■ **Page excerpt**
——————————

The No. 3 (front) and No. 4 reactors at Kansai Electric Power Co's Oi Nuclear Power Plant are seen in this photo taken from a Mainichi Shimbun helicopter in Oi, Fukui Prefecture, on March 12, 2022. (Mainichi/Takao Kimura)

The Mainichi Shimbun answers some common questions readers may have about the limited number of nuclear reactors set to be online in Japan over the coming winter, following Prime Minister Fumio Kishida's pledge that up to nine nuclear reactors will be in operation amid power shortage concerns.

    Question: There are many more nuclear reactors in Japan. Why nine?

    Answer: After the meltdowns at Tokyo Electric Power Company (TEPCO) Holdings Inc.'s Fukushima Daiichi Nuclear Power Station, Japan's nuclear power plants are not allowed to operate unless they meet the government's earthquake, tsunami, and anti-terrorism safety standards. There are 57 total reactors in the country, but only a handful meet these standards. Subtracting 24 reactors set to be decommissioned and those with incomplete safety updates leaves just nine available to run over the winter.

——————————

■ **Record list**
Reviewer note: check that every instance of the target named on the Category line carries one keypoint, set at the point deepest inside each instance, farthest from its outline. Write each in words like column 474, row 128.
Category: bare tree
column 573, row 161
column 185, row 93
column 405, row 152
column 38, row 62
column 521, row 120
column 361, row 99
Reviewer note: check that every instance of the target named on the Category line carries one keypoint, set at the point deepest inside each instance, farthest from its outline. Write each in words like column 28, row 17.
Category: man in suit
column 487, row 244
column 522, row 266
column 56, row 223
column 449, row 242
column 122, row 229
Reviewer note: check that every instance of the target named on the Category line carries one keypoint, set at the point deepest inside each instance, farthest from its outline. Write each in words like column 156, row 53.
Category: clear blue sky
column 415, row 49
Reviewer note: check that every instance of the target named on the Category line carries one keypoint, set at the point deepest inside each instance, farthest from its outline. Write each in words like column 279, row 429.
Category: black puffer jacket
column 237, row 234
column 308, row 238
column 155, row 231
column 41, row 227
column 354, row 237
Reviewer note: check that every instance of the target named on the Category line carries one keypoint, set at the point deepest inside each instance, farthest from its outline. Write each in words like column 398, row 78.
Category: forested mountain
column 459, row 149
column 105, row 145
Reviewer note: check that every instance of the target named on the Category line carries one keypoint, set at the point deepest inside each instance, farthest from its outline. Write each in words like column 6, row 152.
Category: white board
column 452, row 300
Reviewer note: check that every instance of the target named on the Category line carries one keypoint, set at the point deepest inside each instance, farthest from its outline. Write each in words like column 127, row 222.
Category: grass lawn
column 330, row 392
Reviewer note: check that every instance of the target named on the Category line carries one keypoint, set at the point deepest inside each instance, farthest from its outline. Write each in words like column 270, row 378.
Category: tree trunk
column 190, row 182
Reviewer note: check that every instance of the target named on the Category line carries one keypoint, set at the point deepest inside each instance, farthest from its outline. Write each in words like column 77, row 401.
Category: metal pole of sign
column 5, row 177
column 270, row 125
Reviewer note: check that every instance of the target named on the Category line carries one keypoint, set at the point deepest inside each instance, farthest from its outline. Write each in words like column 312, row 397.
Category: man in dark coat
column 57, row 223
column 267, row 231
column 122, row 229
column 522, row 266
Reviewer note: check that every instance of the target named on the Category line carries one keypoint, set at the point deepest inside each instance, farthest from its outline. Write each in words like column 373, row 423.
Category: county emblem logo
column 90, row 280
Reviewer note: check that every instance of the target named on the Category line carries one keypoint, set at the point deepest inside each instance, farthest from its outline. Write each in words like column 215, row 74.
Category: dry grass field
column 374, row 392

——————————

■ **The tasks**
1. For the excerpt on Japan's nuclear reactors, answer yes or no to whether each statement agrees with it, and quote the deciding words: (a) Japan has 57 reactors in total. (b) Twenty-four reactors are set to be decommissioned. (c) The opening photo was taken from a TEPCO helicopter.
2. List every line of the records that contains the string "grass".
The news text on Japanese nuclear reactors and the labeling records are unrelated material.

■ **Exercise results**
1.
(a) Yes: "There are 57 total reactors in the country"
(b) Yes: "Subtracting 24 reactors set to be decommissioned"
(c) No: "taken from a Mainichi Shimbun helicopter"

2.
Category: grass lawn
Category: dry grass field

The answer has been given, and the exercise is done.